What is expected:
Scan the material below and copy every line holding the word "building".

□ □ □ □ □ □ □

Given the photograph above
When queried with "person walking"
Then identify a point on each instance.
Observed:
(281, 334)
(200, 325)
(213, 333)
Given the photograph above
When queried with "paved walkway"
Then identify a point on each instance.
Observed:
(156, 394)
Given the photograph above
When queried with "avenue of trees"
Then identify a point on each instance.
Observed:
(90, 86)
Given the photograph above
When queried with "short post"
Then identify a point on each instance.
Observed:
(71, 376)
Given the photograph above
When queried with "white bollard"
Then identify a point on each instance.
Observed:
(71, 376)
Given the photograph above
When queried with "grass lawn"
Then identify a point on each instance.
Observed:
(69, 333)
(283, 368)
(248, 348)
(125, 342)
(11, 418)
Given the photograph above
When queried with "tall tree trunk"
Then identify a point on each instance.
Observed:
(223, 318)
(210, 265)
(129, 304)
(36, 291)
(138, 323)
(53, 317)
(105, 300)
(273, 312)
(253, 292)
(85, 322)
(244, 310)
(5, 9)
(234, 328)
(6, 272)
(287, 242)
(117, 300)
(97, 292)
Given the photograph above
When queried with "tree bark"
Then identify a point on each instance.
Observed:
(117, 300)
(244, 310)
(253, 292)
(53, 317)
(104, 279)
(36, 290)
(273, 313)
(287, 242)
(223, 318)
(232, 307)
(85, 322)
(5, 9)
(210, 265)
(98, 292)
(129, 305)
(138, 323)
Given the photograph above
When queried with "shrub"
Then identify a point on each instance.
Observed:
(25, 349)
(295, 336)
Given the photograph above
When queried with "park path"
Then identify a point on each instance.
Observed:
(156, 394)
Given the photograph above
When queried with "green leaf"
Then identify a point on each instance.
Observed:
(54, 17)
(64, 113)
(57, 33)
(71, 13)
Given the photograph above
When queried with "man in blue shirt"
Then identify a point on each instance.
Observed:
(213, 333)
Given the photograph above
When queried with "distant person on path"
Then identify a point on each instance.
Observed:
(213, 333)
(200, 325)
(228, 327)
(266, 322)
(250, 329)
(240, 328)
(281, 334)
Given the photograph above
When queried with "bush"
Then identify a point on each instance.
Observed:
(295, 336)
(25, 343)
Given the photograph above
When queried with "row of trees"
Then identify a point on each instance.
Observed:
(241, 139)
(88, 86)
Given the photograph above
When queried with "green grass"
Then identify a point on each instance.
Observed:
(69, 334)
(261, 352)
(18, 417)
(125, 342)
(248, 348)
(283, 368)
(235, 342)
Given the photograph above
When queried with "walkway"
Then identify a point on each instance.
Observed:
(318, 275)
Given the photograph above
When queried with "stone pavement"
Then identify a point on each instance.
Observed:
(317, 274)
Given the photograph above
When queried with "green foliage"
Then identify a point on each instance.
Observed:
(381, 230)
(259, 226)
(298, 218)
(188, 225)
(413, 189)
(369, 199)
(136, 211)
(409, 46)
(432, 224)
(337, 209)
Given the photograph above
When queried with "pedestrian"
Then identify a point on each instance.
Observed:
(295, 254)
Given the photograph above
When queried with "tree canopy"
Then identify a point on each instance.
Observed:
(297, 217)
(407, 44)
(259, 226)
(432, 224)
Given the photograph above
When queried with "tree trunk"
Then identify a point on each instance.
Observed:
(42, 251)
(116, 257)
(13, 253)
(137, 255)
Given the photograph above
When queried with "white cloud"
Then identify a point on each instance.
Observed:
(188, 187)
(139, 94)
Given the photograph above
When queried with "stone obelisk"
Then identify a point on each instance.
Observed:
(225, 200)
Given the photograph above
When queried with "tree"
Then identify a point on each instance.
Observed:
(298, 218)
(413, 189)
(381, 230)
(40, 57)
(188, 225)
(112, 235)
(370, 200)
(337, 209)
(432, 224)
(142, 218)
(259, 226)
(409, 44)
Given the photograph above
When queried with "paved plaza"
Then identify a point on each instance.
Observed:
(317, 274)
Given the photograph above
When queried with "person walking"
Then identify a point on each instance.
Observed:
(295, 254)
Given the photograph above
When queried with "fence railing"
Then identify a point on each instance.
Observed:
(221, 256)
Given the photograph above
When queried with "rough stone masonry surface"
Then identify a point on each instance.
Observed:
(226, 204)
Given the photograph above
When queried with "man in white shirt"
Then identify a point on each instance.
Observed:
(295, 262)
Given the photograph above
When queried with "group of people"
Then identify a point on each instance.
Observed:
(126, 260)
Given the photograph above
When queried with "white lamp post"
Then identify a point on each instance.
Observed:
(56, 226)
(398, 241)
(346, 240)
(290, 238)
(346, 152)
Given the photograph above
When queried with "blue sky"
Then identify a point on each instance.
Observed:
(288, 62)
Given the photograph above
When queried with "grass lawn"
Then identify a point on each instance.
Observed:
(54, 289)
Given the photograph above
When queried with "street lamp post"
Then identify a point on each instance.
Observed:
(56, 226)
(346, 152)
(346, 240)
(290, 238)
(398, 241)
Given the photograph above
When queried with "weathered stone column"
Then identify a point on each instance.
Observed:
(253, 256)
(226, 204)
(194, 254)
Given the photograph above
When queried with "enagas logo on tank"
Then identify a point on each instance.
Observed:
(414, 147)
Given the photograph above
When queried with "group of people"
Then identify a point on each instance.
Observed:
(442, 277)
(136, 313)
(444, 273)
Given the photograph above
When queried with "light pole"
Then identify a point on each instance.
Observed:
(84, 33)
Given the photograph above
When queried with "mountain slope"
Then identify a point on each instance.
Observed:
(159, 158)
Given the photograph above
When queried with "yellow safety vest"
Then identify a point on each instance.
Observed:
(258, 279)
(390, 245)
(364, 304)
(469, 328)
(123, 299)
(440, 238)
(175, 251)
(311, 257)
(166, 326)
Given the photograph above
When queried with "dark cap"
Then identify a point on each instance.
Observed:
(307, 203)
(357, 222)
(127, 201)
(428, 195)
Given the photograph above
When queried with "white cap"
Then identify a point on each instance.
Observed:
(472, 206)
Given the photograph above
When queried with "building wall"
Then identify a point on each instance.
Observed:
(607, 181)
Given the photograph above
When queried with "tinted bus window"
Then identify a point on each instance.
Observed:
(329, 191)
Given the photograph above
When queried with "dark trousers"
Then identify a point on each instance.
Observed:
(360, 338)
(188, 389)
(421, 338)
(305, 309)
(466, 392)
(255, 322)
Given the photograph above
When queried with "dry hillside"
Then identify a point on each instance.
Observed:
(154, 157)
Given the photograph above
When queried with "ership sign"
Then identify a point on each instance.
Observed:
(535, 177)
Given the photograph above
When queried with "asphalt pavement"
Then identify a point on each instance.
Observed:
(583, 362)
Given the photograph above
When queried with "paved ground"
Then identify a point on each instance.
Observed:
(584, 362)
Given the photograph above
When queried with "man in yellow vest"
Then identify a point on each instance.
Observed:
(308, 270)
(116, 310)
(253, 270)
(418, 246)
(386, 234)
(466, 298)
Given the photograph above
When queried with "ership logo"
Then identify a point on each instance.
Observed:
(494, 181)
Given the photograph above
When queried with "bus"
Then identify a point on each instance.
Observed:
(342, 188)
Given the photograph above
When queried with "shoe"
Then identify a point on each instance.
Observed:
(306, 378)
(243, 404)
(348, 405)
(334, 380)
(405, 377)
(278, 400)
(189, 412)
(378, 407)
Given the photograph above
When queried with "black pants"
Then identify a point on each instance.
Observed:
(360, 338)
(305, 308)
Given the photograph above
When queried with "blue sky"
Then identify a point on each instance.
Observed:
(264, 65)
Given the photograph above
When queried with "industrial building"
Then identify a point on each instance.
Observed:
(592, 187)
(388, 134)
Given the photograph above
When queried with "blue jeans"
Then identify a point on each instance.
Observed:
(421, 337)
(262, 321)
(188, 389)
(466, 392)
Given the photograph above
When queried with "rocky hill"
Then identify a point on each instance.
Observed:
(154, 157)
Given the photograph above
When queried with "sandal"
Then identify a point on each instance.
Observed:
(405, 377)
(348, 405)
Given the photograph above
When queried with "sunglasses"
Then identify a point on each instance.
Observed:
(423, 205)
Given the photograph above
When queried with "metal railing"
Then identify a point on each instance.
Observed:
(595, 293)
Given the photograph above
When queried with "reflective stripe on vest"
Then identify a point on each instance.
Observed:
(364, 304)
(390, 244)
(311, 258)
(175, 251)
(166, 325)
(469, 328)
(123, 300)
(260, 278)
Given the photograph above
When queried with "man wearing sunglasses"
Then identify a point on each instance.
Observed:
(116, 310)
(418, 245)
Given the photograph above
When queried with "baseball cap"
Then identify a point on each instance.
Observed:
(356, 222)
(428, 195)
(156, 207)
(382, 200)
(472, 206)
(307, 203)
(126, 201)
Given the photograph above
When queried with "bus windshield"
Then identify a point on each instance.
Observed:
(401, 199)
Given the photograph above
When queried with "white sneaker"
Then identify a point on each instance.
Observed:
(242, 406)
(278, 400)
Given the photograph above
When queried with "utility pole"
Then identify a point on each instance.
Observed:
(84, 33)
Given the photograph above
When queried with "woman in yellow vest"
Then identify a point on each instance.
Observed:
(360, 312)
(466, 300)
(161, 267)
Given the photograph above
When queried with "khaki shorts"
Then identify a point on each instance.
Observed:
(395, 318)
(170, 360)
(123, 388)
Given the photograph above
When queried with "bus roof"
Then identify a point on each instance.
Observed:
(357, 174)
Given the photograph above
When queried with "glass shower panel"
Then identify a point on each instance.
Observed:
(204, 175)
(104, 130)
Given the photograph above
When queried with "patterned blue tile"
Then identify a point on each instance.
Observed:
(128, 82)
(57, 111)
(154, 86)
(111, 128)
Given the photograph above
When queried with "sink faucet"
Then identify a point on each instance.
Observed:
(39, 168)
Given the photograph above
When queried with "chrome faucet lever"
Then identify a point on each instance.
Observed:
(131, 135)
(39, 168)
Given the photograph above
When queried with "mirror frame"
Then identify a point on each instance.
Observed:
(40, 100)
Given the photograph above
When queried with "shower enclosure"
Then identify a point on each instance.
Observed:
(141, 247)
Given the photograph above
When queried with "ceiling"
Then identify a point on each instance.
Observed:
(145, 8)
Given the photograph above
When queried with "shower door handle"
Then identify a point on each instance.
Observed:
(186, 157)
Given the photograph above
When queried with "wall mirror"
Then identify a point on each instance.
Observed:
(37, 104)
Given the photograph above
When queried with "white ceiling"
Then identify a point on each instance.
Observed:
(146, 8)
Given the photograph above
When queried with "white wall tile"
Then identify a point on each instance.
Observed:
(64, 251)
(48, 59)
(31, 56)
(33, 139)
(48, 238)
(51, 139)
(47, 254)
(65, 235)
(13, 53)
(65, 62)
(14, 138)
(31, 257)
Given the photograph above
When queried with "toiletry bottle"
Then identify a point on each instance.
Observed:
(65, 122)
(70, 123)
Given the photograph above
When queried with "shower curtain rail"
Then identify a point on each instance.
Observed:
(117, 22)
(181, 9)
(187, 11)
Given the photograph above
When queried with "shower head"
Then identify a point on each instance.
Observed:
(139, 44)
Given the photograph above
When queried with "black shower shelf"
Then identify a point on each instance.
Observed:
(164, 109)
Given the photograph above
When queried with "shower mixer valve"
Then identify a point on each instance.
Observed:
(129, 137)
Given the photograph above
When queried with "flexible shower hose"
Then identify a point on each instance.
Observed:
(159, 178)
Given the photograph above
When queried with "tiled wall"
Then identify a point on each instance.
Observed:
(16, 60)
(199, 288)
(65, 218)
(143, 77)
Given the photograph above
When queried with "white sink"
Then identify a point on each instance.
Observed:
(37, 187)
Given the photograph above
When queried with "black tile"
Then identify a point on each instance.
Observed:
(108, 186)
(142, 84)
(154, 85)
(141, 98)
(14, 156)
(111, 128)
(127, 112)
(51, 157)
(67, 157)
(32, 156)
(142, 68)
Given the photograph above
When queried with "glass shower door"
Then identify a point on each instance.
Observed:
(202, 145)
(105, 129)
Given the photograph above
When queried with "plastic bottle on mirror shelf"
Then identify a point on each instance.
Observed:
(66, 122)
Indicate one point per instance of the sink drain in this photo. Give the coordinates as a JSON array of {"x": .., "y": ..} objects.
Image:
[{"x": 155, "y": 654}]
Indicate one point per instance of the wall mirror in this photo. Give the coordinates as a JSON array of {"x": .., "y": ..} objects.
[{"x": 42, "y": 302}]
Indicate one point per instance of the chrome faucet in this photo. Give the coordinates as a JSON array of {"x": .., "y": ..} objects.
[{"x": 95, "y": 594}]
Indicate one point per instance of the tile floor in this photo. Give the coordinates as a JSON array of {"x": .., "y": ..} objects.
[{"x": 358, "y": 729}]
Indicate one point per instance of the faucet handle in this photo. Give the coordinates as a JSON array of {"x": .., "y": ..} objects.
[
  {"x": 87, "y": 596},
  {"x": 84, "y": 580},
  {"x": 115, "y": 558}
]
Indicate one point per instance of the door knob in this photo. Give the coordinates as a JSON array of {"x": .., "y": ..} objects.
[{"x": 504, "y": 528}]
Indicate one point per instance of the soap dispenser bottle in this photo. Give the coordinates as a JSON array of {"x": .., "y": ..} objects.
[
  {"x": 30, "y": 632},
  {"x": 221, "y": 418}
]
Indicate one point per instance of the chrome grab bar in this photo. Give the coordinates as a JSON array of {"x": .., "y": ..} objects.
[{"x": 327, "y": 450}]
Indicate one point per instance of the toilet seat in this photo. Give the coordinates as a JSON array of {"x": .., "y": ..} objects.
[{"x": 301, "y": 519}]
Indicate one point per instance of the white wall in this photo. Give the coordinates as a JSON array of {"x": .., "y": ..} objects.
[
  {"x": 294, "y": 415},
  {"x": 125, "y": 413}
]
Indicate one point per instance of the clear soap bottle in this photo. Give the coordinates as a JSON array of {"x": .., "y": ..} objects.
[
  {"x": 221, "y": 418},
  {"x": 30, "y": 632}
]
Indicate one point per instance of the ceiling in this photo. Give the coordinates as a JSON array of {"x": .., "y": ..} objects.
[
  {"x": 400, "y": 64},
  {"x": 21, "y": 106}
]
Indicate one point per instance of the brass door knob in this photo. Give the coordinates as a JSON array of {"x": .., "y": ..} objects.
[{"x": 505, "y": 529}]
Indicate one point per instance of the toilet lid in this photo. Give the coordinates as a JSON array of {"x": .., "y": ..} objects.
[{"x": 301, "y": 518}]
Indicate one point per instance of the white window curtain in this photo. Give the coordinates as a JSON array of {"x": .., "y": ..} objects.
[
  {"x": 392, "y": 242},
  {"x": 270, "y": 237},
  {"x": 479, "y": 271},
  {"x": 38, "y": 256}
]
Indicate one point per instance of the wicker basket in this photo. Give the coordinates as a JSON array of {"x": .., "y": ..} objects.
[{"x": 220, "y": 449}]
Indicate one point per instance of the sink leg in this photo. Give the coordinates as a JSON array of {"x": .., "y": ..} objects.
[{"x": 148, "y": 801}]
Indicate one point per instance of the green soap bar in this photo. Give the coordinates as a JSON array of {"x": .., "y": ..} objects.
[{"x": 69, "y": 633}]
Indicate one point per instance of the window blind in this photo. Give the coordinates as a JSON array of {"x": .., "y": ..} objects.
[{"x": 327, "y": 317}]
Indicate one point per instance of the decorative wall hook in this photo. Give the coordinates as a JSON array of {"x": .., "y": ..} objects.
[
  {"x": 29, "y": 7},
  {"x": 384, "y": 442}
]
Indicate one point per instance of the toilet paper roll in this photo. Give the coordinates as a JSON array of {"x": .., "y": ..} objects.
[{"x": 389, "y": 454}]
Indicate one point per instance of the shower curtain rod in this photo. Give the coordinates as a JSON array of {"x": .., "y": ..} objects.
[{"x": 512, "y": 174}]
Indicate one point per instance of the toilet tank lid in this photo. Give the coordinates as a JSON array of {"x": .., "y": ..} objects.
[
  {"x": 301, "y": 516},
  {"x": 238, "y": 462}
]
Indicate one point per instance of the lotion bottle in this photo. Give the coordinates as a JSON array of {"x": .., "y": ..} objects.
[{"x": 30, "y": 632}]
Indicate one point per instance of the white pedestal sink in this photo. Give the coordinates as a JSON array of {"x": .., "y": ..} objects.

□ □ □ □ □ □ □

Worked solution:
When queried with "building wall"
When queried with "industrial building"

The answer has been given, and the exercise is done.